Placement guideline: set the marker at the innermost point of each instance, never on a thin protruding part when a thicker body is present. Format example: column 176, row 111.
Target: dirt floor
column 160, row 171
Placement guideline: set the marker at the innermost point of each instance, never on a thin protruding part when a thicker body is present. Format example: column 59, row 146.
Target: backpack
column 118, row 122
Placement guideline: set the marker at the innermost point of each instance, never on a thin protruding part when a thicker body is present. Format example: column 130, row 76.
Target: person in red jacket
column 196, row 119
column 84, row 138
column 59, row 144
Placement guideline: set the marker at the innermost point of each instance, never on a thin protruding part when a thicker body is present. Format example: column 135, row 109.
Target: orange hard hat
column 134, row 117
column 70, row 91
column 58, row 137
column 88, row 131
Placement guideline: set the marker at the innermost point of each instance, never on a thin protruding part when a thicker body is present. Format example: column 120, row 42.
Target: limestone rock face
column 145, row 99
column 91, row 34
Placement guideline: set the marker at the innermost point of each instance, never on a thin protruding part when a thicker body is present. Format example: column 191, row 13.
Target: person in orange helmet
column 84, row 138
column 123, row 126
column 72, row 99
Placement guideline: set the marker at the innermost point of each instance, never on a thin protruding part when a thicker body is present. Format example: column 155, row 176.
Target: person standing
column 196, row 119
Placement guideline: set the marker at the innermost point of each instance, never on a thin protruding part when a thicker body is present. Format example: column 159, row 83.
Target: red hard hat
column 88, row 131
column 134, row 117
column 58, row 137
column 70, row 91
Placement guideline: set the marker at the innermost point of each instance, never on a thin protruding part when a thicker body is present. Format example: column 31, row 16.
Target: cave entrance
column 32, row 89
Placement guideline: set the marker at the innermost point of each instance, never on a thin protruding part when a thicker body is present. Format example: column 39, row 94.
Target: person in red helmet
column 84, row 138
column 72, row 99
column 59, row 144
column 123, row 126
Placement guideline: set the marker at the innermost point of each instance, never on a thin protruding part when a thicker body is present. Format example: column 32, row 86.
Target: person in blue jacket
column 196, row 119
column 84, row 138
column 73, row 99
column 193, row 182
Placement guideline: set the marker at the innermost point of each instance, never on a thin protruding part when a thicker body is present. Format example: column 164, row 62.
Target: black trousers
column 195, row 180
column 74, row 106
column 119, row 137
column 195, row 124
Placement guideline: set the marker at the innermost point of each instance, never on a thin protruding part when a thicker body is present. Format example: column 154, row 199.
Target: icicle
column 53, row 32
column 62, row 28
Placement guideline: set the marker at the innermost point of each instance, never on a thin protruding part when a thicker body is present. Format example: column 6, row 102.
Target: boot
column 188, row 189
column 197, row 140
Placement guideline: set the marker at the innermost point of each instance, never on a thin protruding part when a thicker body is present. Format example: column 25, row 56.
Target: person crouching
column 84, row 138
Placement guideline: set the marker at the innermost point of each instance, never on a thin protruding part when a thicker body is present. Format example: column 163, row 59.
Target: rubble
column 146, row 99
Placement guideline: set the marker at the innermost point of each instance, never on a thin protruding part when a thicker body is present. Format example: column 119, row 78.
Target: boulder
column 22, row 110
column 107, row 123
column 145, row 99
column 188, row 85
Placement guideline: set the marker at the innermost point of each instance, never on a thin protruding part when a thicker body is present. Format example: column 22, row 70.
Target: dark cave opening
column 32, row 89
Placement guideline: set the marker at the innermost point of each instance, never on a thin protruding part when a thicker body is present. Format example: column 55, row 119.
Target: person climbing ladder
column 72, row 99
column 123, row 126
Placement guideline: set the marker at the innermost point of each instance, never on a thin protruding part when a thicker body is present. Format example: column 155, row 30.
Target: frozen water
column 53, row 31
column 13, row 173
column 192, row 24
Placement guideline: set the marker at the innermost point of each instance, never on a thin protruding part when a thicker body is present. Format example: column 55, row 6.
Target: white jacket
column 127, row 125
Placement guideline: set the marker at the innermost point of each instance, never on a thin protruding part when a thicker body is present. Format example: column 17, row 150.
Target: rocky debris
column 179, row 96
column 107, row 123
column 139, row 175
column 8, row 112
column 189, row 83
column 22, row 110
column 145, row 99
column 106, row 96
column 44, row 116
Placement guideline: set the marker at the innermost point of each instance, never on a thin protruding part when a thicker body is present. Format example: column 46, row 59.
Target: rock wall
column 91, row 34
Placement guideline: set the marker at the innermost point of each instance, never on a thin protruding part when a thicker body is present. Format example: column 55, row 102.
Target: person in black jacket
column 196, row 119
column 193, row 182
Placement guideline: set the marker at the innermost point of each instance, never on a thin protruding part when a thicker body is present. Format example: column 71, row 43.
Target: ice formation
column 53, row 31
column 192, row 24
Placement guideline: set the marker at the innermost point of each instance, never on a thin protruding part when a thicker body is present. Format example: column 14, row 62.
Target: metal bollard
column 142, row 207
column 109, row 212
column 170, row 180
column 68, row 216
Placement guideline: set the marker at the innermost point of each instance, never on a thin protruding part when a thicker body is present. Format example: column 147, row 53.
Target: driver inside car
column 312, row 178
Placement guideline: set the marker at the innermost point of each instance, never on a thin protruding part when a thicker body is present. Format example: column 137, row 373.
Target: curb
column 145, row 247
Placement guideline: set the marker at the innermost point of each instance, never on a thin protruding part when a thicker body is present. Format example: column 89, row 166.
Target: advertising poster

....

** TRY IT **
Would you please give all of the records again exactly as they stand?

** TASK OUTPUT **
Placement guideline: set the marker at the innermost point of each instance, never on a thin protruding part when a thicker body is present. Format example: column 176, row 111.
Target: dirt floor
column 160, row 171
Placement guideline: set the marker at the innermost point of each instance, never on a thin protruding part when a thicker body is present. Format example: column 59, row 146.
Target: backpack
column 118, row 122
Placement guideline: set the marker at the innermost point of each instance, never on a thin protruding part when a thicker body is present. Format example: column 130, row 76.
Target: person in red jacket
column 196, row 119
column 84, row 138
column 59, row 144
Placement guideline: set the marker at the innermost point of each instance, never on a thin protruding part when a thicker body is present. Format example: column 135, row 109.
Target: orange hard hat
column 134, row 117
column 70, row 91
column 58, row 137
column 88, row 131
Placement guideline: set the marker at the innermost point of each instance, never on a thin protruding part when a thicker body is present. Format example: column 120, row 42.
Target: limestone rock face
column 145, row 99
column 91, row 34
Placement guideline: set the marker at the innermost point of each instance, never on a thin protruding part when a thicker body is present. Format example: column 191, row 13.
Target: person in orange helmet
column 84, row 138
column 123, row 126
column 72, row 99
Placement guideline: set the marker at the innermost point of each instance, never on a thin protruding part when a thicker body is present. Format example: column 155, row 176.
Target: person standing
column 196, row 119
Placement guideline: set the marker at the innermost point of each instance, never on a thin protruding part when a thicker body is present. Format example: column 159, row 83.
Target: red hard hat
column 88, row 131
column 134, row 117
column 58, row 137
column 70, row 91
Placement guideline: set the marker at the innermost point of each instance, never on a thin protruding part when a thicker body is present. Format example: column 31, row 16.
Target: cave entrance
column 32, row 89
Placement guideline: set the marker at the innermost point of each instance, never on a thin protruding part when a thicker body is present. Format example: column 39, row 94.
Target: person in red helmet
column 84, row 138
column 72, row 99
column 59, row 144
column 123, row 126
Placement guideline: set the marker at the innermost point of each instance, never on a thin protruding part when a thicker body is present. Format example: column 32, row 86.
Target: person in blue jacket
column 196, row 119
column 84, row 138
column 73, row 99
column 193, row 182
Placement guideline: set the marker at the innermost point of each instance, never on a thin protruding part when a thicker body is present. Format example: column 164, row 62.
Target: black trousers
column 195, row 180
column 74, row 106
column 119, row 137
column 195, row 124
Placement guideline: set the marker at the innermost point of each instance, never on a thin protruding part when a thicker body is present. Format example: column 154, row 199.
Target: icicle
column 53, row 32
column 62, row 28
Placement guideline: set the marker at the innermost point of each instance, never on a thin protruding part when a thicker body is present. Format example: column 6, row 102.
Target: boot
column 188, row 189
column 197, row 140
Placement guideline: set the marker at the innermost point of each instance, never on a thin protruding part when a thicker body is present. Format example: column 25, row 56.
Target: person crouching
column 84, row 138
Placement guideline: set the marker at the innermost point of each instance, never on a thin protruding part when a thicker body is present. Format example: column 163, row 59.
Target: rubble
column 146, row 99
Placement guideline: set the marker at the innermost point of each instance, never on a thin protruding part when a thicker body is present. Format example: column 119, row 78.
Target: boulder
column 22, row 110
column 107, row 123
column 145, row 99
column 188, row 85
Placement guideline: set the marker at the innermost point of each instance, never on a thin protruding part when a thicker body is present. Format example: column 22, row 70.
Target: dark cave opening
column 32, row 89
Placement guideline: set the marker at the innermost point of each instance, never on a thin protruding part when a thicker body is present. Format example: column 55, row 119.
Target: person climbing ladder
column 72, row 99
column 123, row 126
Placement guideline: set the marker at the innermost point of each instance, never on a thin protruding part when a thicker body is present. Format example: column 155, row 30.
Target: frozen water
column 53, row 31
column 13, row 173
column 192, row 24
Placement guideline: set the marker at the innermost point of each instance, never on a thin protruding part when a thicker body is present. Format example: column 55, row 6.
Target: white jacket
column 127, row 125
Placement guideline: set the marker at the innermost point of each instance, never on a thin protruding part when a thicker body is present. Format example: column 17, row 150.
Target: rocky debris
column 179, row 96
column 107, row 123
column 139, row 175
column 8, row 112
column 189, row 83
column 22, row 110
column 145, row 99
column 106, row 96
column 44, row 116
Placement guideline: set the marker at the innermost point of each instance, never on a thin protruding part when a thicker body is present. Format example: column 46, row 59.
Target: rock wall
column 91, row 34
Placement guideline: set the marker at the innermost point of each instance, never on a thin protruding part when a thicker body is present. Format example: column 55, row 102.
Target: person in black jacket
column 196, row 119
column 193, row 182
Placement guideline: set the marker at the innermost point of each instance, never on a thin protruding part when a thicker body is present. Format example: column 71, row 43.
Target: ice formation
column 53, row 31
column 192, row 24
Placement guideline: set the marker at the innermost point of each instance, never on a thin protruding part when a thicker body is present. Format example: column 14, row 62.
Target: metal bollard
column 142, row 207
column 109, row 212
column 170, row 180
column 68, row 216
Placement guideline: set the marker at the innermost point of each instance, never on a thin protruding part when a thicker body is present. Format example: column 147, row 53.
Target: driver inside car
column 312, row 178
Placement guideline: set the marker at the innermost point of each instance, never on a thin protruding part when a thicker body is present. Format example: column 137, row 373.
Target: curb
column 145, row 247
Placement guideline: set the marker at the innermost point of each instance, never on a thin protruding part when a thicker body is present. Format example: column 89, row 166.
Target: advertising poster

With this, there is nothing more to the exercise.